*BRIEF*. Copy out all lines bearing the word "shuttlecock" from the listing below.

*DATA RECORDS*.
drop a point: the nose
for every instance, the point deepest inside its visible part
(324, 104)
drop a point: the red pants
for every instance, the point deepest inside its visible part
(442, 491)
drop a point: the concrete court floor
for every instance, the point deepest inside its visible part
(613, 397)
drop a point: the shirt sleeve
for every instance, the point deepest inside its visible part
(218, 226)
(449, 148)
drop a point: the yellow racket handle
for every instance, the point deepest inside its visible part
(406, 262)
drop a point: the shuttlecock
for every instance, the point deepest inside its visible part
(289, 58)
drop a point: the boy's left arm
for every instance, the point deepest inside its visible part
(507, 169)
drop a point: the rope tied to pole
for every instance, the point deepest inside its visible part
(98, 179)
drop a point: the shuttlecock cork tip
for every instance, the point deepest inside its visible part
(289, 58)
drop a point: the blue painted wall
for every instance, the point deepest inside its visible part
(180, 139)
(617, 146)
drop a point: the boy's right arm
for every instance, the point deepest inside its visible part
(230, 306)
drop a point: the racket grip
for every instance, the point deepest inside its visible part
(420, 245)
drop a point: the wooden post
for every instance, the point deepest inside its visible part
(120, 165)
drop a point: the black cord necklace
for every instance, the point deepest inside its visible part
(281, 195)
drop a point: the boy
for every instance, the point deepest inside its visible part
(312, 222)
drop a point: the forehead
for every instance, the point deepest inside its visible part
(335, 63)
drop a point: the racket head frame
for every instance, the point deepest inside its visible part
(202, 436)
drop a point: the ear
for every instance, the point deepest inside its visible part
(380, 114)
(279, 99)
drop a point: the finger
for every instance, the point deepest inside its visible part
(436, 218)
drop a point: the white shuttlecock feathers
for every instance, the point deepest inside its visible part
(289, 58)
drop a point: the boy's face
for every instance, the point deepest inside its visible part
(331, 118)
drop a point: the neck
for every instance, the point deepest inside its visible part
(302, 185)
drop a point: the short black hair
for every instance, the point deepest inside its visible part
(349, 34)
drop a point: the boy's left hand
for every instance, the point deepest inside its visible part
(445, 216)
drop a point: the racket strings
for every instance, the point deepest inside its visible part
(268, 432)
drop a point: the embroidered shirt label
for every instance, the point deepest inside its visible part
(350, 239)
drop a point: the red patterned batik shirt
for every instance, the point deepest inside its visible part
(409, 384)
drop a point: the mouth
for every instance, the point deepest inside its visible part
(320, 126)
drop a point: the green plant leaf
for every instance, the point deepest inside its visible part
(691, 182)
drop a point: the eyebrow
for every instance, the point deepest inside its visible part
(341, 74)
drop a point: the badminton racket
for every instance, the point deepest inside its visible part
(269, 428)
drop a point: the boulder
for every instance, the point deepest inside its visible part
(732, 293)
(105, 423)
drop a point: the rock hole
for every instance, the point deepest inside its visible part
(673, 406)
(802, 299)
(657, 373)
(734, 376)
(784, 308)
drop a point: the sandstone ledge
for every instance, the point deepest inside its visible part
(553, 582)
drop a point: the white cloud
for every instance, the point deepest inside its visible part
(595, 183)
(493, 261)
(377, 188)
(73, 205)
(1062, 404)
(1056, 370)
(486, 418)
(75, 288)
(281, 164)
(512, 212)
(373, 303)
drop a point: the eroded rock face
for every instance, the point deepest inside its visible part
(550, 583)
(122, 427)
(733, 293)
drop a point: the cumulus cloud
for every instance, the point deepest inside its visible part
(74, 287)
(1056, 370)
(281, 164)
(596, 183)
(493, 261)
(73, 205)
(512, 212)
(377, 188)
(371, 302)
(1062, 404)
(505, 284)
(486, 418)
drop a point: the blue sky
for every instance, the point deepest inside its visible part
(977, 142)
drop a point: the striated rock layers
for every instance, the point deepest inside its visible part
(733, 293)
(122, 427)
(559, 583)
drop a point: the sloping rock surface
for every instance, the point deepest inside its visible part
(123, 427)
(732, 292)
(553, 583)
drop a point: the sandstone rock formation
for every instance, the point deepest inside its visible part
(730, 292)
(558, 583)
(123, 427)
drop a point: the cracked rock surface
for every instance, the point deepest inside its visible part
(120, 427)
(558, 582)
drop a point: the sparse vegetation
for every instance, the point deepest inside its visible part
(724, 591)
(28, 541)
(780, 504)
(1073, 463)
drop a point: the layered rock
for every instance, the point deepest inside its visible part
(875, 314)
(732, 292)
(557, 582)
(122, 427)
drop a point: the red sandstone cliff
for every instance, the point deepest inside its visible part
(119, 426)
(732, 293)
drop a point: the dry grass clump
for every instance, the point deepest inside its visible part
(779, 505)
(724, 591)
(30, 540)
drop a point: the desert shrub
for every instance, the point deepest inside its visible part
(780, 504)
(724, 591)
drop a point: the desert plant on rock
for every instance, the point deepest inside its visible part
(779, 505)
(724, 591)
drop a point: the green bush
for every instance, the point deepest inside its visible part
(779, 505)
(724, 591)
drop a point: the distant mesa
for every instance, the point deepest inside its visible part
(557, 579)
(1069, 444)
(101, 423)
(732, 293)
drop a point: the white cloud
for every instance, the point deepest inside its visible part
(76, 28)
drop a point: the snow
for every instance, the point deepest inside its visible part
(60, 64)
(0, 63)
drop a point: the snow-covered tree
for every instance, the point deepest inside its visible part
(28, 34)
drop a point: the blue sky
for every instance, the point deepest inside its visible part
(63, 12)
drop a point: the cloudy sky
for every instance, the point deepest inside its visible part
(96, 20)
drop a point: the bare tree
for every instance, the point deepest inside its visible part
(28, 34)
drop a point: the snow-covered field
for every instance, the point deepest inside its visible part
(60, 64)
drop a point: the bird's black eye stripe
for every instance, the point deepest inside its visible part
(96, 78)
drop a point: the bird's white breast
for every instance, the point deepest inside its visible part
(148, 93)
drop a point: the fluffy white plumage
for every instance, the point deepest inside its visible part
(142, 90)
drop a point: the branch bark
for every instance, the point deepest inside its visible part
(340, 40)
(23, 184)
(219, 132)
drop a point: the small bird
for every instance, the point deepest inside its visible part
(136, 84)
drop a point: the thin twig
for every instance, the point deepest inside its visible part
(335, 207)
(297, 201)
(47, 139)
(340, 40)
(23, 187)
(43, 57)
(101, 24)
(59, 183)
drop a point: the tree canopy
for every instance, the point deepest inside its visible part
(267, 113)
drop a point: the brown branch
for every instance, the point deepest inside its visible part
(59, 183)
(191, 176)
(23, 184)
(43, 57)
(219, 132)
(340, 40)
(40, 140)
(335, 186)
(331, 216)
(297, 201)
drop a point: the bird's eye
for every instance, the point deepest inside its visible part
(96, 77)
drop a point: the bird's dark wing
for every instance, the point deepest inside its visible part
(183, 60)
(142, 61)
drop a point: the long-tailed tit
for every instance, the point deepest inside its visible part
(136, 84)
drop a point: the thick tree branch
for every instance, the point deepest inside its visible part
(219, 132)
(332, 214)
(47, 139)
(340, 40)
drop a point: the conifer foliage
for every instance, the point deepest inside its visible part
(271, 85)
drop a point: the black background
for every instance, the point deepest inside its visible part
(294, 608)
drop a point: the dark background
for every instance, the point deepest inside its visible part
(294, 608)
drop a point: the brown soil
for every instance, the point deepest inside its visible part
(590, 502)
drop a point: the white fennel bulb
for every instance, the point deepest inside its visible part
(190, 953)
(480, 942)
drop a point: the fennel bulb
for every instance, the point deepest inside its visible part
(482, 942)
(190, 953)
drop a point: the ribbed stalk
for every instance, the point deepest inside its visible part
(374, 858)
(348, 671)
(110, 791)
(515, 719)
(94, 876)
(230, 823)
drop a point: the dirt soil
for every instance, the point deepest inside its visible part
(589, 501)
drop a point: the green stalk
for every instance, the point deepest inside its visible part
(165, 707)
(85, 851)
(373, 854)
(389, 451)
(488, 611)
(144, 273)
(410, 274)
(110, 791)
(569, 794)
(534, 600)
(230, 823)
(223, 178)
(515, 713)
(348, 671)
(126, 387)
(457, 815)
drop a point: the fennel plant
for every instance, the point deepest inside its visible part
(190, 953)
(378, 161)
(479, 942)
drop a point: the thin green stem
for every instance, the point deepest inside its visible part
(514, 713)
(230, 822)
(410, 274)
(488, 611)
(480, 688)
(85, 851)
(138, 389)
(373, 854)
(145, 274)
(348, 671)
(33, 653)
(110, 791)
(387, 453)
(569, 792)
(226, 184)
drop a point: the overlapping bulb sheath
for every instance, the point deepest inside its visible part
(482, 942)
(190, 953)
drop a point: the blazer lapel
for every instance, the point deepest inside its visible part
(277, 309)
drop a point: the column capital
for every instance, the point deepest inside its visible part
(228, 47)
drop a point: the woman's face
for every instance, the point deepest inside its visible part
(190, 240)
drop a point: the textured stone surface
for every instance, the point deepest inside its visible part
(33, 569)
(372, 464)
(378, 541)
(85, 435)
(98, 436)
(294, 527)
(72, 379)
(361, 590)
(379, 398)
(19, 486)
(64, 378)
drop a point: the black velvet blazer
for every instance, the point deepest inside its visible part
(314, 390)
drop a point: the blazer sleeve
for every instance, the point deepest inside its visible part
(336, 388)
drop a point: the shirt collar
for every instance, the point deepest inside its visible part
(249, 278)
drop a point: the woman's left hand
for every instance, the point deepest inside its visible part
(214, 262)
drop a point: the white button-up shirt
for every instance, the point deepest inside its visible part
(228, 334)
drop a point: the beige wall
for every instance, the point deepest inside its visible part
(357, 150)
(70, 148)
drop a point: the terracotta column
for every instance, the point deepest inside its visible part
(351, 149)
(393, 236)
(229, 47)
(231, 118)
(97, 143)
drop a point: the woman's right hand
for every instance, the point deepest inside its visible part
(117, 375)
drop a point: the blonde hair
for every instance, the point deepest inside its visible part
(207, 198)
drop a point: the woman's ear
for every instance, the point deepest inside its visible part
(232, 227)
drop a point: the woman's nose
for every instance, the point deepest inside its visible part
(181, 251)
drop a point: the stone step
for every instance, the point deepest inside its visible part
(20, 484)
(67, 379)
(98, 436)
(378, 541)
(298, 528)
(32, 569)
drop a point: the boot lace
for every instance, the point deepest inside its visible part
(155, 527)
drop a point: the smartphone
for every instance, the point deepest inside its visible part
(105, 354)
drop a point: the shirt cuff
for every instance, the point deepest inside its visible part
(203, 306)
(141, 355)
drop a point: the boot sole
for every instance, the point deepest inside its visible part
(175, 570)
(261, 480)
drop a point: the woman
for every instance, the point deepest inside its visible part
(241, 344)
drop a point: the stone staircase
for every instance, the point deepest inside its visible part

*ANSWER*.
drop a point: the shuttlecock
drop a point: the shuttlecock cork tip
drop a point: the white shuttlecock feathers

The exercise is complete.